● **Extract provided**:
►

- Church: Church of Scotland
- In office: May 1992 to May 1993
- Predecessor: William Macmillan
- Successor: James Weatherhead
- Other post: Minister of Hamilton Old Parish Church (1981 to 2000)

Orders
- Ordination: 1962

Personal details
- Born: 11 October 1934
- Died: 31 October 2023 (aged 89)
- Denomination: Presbyterianism
- Education: Trinity College, Glasgow

= Hugh Wyllie =

Scottish Presbyterian minister (1934–2023)

Hugh Rutherford Wyllie (11 October 1934 – 31 October 2023) was a Scottish Presbyterian minister. From 1992 to 1993, he served as Moderator of the General Assembly of the Church of Scotland.

==Early life and education==
Hugh Rutherford Wyllie was born on 11 October 1934 to Hugh McPhee Wyllie and Elizabeth Buchanan. He was educated at Shawlands Academy and Hutchesons' Boys' Grammar School; both in Glasgow, Scotland. After completing his schooling, he worked for the Union Bank of Scotland from 1951 to 1953, achieving Membership of the Chartered Institute of Bankers in Scotland (MCIBS).

From 1953 to 1955, Wyllie undertook his national service in the Royal Air Force. He specialised as an air radar mechanic. Because he had accrued extra hours, he was demobbed two days before his two years of compulsory service were due to be completed. Two days later, on what should have been his last day of service, the plane he had served on crashed into the sea, killing all those on board.

◄

● **Given instruction A**: Retype the Hugh Wyllie biography between "- Church: Church" and "2023 (aged 89)", inclusive.
● **Given instruction B**: Write out every line of the listing below again, requests included, but multiply each point coordinate in its answers by 1.45 and round to whole numbers, with halves rounding up. Leave the pictures out.

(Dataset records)

►

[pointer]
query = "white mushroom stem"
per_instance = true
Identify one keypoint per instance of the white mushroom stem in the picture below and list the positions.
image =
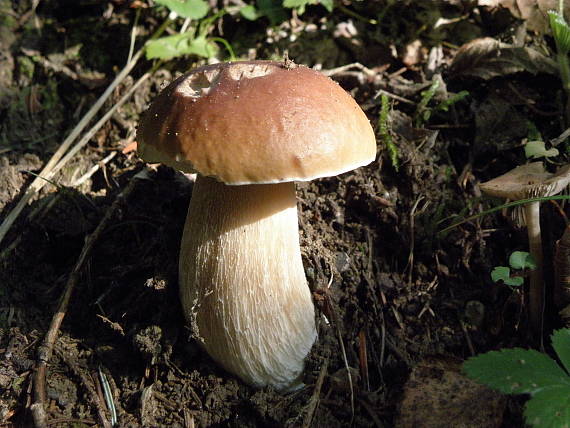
(243, 286)
(535, 299)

◄

● **Result A**:
- Church: Church of Scotland
- In office: May 1992 to May 1993
- Predecessor: William Macmillan
- Successor: James Weatherhead
- Other post: Minister of Hamilton Old Parish Church (1981 to 2000)

Orders
- Ordination: 1962

Personal details
- Born: 11 October 1934
- Died: 31 October 2023 (aged 89)

● **Result B**:
[pointer]
query = "white mushroom stem"
per_instance = true
Identify one keypoint per instance of the white mushroom stem in the picture below and list the positions.
image =
(352, 415)
(776, 434)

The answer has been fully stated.